EXERCISE GOAL:
Rewrite all the items below, replacing every "Mask list" with "Outline list" and leaving everything else unchanged. Omit the pictures from your answer.
* begin RECORDS SUPPLIED *
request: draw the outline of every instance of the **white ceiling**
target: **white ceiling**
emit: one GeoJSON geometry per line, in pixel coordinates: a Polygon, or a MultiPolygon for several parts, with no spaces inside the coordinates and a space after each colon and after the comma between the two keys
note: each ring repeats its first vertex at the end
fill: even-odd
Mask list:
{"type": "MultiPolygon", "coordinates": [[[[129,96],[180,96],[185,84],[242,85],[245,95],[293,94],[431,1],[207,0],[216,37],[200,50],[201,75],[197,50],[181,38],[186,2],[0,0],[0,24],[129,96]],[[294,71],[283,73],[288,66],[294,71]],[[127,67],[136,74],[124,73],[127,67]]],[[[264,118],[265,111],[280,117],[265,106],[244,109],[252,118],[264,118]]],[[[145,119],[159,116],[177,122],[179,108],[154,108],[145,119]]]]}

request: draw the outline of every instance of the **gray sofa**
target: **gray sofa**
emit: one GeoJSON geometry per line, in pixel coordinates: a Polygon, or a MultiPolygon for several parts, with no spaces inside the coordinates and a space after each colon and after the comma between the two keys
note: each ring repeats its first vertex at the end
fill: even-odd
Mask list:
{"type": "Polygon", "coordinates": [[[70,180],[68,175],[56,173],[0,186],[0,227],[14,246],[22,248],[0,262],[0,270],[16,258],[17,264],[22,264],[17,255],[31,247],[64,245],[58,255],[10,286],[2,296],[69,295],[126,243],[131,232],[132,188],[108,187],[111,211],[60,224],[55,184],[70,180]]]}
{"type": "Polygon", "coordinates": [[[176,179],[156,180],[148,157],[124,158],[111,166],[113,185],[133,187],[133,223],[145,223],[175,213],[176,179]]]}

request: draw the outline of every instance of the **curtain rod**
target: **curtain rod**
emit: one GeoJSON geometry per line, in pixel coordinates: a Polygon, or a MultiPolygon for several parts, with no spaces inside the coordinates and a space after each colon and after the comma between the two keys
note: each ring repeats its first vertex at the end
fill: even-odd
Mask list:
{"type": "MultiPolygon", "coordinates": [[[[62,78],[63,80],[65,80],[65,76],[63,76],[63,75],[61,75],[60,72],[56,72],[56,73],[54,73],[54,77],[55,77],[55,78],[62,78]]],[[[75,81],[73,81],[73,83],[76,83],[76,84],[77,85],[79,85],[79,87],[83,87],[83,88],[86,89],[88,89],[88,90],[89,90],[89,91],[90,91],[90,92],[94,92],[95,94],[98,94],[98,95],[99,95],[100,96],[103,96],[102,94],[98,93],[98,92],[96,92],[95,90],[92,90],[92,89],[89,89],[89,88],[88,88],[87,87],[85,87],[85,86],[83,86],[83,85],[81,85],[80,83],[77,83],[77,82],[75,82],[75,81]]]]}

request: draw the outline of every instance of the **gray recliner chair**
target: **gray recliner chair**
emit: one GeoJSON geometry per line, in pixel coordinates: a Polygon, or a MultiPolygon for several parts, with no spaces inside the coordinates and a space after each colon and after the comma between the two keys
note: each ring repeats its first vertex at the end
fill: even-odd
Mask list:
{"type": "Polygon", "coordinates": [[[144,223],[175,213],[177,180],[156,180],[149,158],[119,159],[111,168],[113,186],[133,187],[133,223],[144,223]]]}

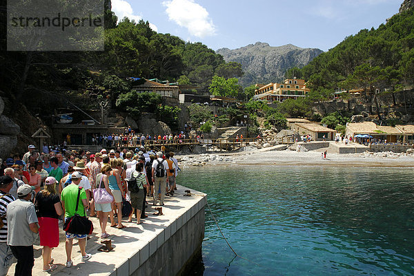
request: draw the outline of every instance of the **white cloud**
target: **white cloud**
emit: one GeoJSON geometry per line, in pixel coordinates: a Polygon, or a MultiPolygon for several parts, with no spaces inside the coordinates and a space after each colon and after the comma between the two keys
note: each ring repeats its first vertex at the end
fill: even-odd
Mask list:
{"type": "Polygon", "coordinates": [[[208,12],[194,0],[170,0],[163,2],[170,21],[186,28],[190,34],[204,38],[215,34],[215,27],[208,12]]]}
{"type": "MultiPolygon", "coordinates": [[[[118,17],[118,20],[122,20],[124,17],[128,17],[135,22],[142,19],[141,15],[135,14],[131,5],[125,0],[112,0],[112,11],[118,17]]],[[[150,23],[150,27],[152,30],[158,32],[157,26],[150,23]]]]}

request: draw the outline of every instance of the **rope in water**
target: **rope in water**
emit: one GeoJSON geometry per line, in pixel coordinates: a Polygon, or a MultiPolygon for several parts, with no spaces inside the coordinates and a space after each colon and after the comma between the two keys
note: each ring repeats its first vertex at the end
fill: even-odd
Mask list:
{"type": "MultiPolygon", "coordinates": [[[[194,193],[193,193],[193,195],[194,195],[194,193]]],[[[255,265],[257,265],[258,266],[262,266],[260,264],[257,264],[255,262],[253,262],[253,261],[250,260],[248,259],[246,259],[246,258],[245,258],[245,257],[244,257],[242,256],[240,256],[239,254],[237,254],[236,253],[236,251],[235,251],[235,250],[233,249],[233,248],[228,243],[228,241],[227,240],[227,239],[224,236],[224,234],[221,231],[221,229],[220,229],[220,226],[219,226],[219,223],[217,222],[217,220],[216,220],[214,214],[213,213],[213,211],[211,211],[211,208],[210,207],[210,204],[208,204],[208,202],[207,201],[207,198],[206,198],[206,195],[202,195],[203,198],[204,198],[204,200],[206,200],[206,203],[207,204],[207,206],[208,207],[208,211],[210,211],[210,213],[211,213],[211,216],[213,217],[213,219],[214,220],[214,222],[215,222],[216,226],[217,226],[217,229],[219,229],[219,231],[220,231],[220,233],[221,234],[221,236],[223,236],[223,239],[224,239],[224,240],[226,241],[226,243],[227,244],[227,245],[228,246],[228,247],[230,247],[230,249],[231,249],[231,251],[233,251],[233,253],[235,253],[235,255],[236,255],[236,257],[239,257],[239,258],[241,258],[241,259],[245,259],[245,260],[246,260],[248,262],[250,262],[252,264],[255,264],[255,265]]]]}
* end RECORDS SUPPLIED *
ANSWER BELOW:
request: draw the outline of every instance of the **white ceiling**
target: **white ceiling**
emit: one GeoJSON geometry per line, in pixel coordinates: a Polygon, or a MultiPolygon for several parts, with no spaces inside the coordinates and a space after each colon and after the comma between the two keys
note: each ring repeats its first vertex at the end
fill: even-odd
Outline list:
{"type": "MultiPolygon", "coordinates": [[[[129,96],[180,96],[185,84],[242,85],[245,95],[293,94],[431,1],[207,0],[216,37],[200,50],[201,75],[197,50],[181,38],[186,2],[0,0],[0,24],[129,96]],[[294,71],[283,73],[288,66],[294,71]],[[127,67],[136,74],[124,73],[127,67]]],[[[264,118],[265,111],[280,117],[265,106],[244,109],[252,118],[264,118]]],[[[145,119],[159,116],[177,122],[179,108],[154,108],[145,119]]]]}

request: draw the outline of every instance of the **gray sofa**
target: **gray sofa**
emit: one GeoJSON geometry per line, in pixel coordinates: a Polygon, or a MultiPolygon for several parts, with no spaces inside the coordinates and a space after each colon and after the comma between the two keys
note: each ring repeats its first vertex at the end
fill: even-odd
Outline list:
{"type": "Polygon", "coordinates": [[[70,180],[68,175],[56,173],[0,186],[0,227],[14,246],[22,248],[0,262],[0,270],[16,258],[17,264],[22,264],[17,255],[31,247],[64,245],[58,255],[10,286],[2,296],[69,295],[126,243],[131,232],[132,188],[108,187],[111,211],[60,224],[55,184],[70,180]]]}
{"type": "Polygon", "coordinates": [[[176,179],[156,180],[148,157],[124,158],[111,166],[113,185],[133,187],[133,223],[145,223],[175,213],[176,179]]]}

request: draw the outline of every instance of the **curtain rod**
target: **curtain rod**
emit: one GeoJSON geometry per line, in pixel coordinates: a Polygon, or a MultiPolygon for several parts, with no spaces inside the coordinates and a space after each colon and after the comma between the two keys
note: each ring repeats its first vertex at the end
fill: even-odd
Outline list:
{"type": "MultiPolygon", "coordinates": [[[[62,78],[63,80],[65,80],[65,76],[63,76],[63,75],[61,75],[60,72],[56,72],[56,73],[54,73],[54,77],[55,77],[55,78],[62,78]]],[[[75,81],[73,81],[73,83],[76,83],[76,84],[77,85],[79,85],[79,87],[83,87],[83,88],[86,89],[88,89],[88,90],[89,90],[89,91],[90,91],[90,92],[94,92],[95,94],[98,94],[98,95],[99,95],[100,96],[103,96],[102,94],[98,93],[98,92],[96,92],[95,90],[92,90],[92,89],[89,89],[89,88],[88,88],[87,87],[85,87],[85,86],[83,86],[83,85],[81,85],[80,83],[77,83],[77,82],[75,82],[75,81]]]]}

request: draw the outline of every instance of the **gray recliner chair**
target: **gray recliner chair**
emit: one GeoJSON geometry per line, in pixel coordinates: a Polygon, or a MultiPolygon for several parts, with no spaces inside the coordinates and a space after each colon and after the comma between the two keys
note: each ring repeats its first vertex at the end
fill: even-odd
Outline list:
{"type": "Polygon", "coordinates": [[[144,223],[175,213],[177,180],[156,180],[149,158],[119,159],[111,168],[113,186],[133,187],[133,223],[144,223]]]}

request: draw the outline of every instance of the **white cloud**
target: **white cloud**
emit: one GeoJSON geometry per line, in pixel coordinates: a Polygon, or a MultiPolygon for several parts, with no spaces inside the coordinates and a space after each colon and after the comma between the two keys
note: each ring repeats its first vertex at the end
fill: even-odd
Outline list:
{"type": "Polygon", "coordinates": [[[208,12],[194,0],[170,0],[163,2],[170,21],[186,28],[190,34],[204,38],[215,34],[215,27],[208,12]]]}
{"type": "MultiPolygon", "coordinates": [[[[118,17],[118,20],[122,20],[124,17],[128,17],[135,22],[142,19],[141,15],[135,14],[131,5],[125,0],[112,0],[112,11],[118,17]]],[[[150,23],[150,27],[152,30],[158,32],[157,26],[150,23]]]]}

request: draw the outline of every instance of the **rope in water**
target: **rope in water**
emit: one GeoJSON geometry per line, in pixel coordinates: a Polygon, or a MultiPolygon for several parts, with no spaces inside the coordinates and a space after each colon and after the comma between the two keys
note: each ring repeats its first vertex at the end
fill: even-odd
Outline list:
{"type": "MultiPolygon", "coordinates": [[[[194,193],[193,193],[193,195],[194,195],[194,193]]],[[[255,265],[257,265],[258,266],[262,266],[260,264],[257,264],[255,262],[253,262],[253,261],[250,260],[248,259],[246,259],[246,258],[245,258],[245,257],[244,257],[242,256],[240,256],[239,254],[237,254],[236,253],[236,251],[235,251],[235,250],[233,249],[233,248],[228,243],[228,241],[227,240],[227,239],[224,236],[224,234],[221,231],[221,229],[220,229],[220,226],[219,226],[219,223],[217,222],[217,220],[216,220],[214,214],[213,213],[213,211],[211,211],[211,208],[210,207],[210,204],[208,204],[208,202],[207,201],[207,198],[206,198],[206,195],[202,195],[203,198],[204,198],[204,200],[206,200],[206,203],[207,204],[207,206],[208,207],[208,211],[210,211],[210,213],[211,213],[211,216],[213,217],[213,219],[214,220],[214,222],[215,222],[216,226],[217,226],[217,229],[219,229],[219,231],[220,231],[220,233],[221,234],[221,236],[223,236],[223,239],[224,239],[224,240],[226,241],[226,243],[227,244],[227,245],[228,246],[228,247],[230,247],[230,249],[231,249],[231,251],[233,251],[233,253],[235,253],[235,255],[236,255],[236,257],[239,257],[239,258],[241,258],[241,259],[245,259],[245,260],[246,260],[248,262],[250,262],[252,264],[255,264],[255,265]]]]}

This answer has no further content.